What Does Cara Bristol, Woman’s Best Friend is a Robot Dog, and Pets in Space, Have in Common?

Pets In Space 600x900I am thrilled to be one of nine authors in the anthology, Pets in Space, combining two of my big loves, space and pets. A portion of proceeds are being donated to hero-dogs.org who raise and train service dogs for US veterans.

I am delighted that each author in Pets in Space has agreed to share with us an insight into their story in the anthology and a little bit about why they decided to write for the anthology. Today’s guest is Cara Bristol:

Maltese puppy, 6 months old, sitting in front of white backgroun

My pet in Spark of Attraction is a robotic dog named Sparky. I’d call him an android, except “andro” specifically refers to a man, so by definition an android is a robot with a human appearance. So maybe Sparky the canine is a “candroid.” Lol.

In any case, he looks and acts like a real dog. So real, that when hero Dante first encounters him, he mistakes him for a real animal, which is not allowed on a military spaceship, and so immediate friction results between him and the heroine. Then Sparky bites the captain with his electrically charged teeth, and that doesn’t go over well either.

Sparky is a K9-500 model, a prototype invented by the heroine’s deceased father, and is all Miranda has left to remember him by. The K9-500 is programmed to protect her no matter what. The protection sequence cannot be halted, not even by Miranda herself.

* **BRIEF**
Please answer these questions from the Pets in Space post.
(a) Which organization receives a portion of the anthology's proceeds?
(b) What model is Sparky?
(c) What does Sparky bite the captain with?
The items were taken from a separate source.

* **STORED RECORDS**
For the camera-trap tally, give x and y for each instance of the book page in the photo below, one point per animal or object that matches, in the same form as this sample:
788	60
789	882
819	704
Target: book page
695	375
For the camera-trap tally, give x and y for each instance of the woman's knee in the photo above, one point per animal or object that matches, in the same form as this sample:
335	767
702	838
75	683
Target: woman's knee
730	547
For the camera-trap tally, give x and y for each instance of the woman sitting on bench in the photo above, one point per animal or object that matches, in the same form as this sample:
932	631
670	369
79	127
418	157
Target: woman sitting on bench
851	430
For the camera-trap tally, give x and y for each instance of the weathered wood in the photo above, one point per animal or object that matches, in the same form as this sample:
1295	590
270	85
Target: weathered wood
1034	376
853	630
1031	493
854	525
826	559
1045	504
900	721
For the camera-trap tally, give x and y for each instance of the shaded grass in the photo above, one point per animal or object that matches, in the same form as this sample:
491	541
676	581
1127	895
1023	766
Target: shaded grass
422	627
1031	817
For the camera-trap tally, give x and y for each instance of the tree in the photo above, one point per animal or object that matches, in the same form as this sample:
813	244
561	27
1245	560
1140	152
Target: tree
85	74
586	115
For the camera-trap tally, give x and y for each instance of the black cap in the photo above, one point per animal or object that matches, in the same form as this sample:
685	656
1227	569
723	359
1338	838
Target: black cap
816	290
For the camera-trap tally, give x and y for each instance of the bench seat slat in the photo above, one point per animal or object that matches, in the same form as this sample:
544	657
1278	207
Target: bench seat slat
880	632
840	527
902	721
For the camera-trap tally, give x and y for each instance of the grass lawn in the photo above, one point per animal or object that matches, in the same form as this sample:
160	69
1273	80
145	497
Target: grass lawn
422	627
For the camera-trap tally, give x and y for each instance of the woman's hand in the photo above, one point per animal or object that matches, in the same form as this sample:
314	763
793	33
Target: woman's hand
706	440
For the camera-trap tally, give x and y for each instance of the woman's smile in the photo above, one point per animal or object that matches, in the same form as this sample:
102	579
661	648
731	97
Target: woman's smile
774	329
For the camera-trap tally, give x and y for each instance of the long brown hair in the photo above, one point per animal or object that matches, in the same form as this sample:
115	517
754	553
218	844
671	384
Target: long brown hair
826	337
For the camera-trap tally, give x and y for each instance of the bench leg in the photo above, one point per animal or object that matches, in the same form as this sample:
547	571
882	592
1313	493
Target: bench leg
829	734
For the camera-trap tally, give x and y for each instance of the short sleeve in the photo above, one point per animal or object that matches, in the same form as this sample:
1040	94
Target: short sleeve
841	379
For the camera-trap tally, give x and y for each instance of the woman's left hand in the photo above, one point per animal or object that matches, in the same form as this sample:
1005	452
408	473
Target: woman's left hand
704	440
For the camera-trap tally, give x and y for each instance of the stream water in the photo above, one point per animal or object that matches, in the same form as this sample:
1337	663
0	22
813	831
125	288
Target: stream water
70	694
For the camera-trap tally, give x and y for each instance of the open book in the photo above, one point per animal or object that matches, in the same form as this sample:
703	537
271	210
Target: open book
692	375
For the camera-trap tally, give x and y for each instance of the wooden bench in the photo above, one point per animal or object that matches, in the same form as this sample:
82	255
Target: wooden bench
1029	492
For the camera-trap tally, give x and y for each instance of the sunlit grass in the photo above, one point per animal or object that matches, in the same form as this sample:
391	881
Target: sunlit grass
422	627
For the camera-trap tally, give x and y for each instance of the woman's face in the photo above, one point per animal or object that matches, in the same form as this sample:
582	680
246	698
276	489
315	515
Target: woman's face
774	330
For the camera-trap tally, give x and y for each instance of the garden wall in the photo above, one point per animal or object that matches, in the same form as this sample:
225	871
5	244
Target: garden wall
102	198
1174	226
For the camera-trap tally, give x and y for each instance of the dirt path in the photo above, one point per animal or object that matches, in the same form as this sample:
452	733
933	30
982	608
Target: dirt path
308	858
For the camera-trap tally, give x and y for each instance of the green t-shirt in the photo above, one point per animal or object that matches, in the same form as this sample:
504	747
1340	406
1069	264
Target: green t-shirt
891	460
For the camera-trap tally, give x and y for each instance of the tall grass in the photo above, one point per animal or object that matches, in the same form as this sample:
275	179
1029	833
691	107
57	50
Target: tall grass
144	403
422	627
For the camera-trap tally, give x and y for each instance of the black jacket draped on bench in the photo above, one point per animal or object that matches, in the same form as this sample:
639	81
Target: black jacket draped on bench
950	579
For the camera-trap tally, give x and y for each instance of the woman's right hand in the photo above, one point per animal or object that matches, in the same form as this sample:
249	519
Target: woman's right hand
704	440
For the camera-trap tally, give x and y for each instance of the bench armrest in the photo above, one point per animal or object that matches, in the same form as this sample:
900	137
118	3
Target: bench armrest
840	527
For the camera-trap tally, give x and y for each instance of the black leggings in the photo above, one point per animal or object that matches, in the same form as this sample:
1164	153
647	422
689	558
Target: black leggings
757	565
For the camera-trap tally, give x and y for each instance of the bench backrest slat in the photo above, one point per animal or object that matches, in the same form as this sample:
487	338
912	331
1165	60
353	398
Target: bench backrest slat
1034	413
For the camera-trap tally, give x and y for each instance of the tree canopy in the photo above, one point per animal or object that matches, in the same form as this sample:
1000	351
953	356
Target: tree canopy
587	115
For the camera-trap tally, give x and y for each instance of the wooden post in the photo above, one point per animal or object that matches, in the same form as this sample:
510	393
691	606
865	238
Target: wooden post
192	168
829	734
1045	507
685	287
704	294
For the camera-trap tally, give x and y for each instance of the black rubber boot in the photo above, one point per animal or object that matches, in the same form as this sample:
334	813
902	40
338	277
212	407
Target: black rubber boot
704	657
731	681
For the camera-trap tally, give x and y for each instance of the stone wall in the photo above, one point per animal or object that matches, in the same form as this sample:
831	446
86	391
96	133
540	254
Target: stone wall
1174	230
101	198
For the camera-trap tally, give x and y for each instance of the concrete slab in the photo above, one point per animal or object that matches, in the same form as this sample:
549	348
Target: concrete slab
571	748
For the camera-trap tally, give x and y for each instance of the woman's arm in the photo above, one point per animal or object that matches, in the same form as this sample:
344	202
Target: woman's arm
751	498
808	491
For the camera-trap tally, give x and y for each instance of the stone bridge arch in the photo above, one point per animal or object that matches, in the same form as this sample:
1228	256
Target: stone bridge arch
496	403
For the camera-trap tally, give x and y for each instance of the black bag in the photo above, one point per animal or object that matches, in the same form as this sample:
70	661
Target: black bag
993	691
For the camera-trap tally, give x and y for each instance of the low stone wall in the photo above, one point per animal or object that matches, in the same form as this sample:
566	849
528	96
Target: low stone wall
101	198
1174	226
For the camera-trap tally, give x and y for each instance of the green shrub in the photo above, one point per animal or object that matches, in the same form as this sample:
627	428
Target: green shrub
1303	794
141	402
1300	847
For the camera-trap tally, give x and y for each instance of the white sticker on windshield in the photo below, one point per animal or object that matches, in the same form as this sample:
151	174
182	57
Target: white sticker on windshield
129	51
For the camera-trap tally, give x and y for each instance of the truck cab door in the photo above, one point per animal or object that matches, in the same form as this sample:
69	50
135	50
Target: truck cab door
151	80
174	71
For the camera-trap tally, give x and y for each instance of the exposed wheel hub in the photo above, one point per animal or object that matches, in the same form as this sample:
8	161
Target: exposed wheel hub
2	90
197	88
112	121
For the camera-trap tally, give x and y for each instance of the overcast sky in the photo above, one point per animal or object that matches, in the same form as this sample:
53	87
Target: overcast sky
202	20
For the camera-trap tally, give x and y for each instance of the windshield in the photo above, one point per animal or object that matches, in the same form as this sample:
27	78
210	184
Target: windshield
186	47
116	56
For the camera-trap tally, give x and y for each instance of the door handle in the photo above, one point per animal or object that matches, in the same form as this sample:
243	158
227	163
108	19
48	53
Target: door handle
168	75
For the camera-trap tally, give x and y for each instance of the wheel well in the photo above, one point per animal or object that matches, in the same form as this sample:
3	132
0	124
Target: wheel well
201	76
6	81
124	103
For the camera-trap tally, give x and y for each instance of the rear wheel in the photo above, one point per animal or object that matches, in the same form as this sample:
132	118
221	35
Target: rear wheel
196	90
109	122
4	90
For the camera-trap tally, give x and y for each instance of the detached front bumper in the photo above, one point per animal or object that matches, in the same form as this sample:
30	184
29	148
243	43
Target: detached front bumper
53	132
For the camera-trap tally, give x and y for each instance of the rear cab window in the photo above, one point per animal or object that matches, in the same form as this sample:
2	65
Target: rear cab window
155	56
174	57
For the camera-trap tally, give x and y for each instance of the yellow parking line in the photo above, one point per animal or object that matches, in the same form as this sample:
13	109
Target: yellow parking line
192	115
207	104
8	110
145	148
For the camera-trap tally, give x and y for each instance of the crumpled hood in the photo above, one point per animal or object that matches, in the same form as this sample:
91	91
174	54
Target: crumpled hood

* **THE REPLY**
(a) hero-dogs.org
(b) A K9-500
(c) His electrically charged teeth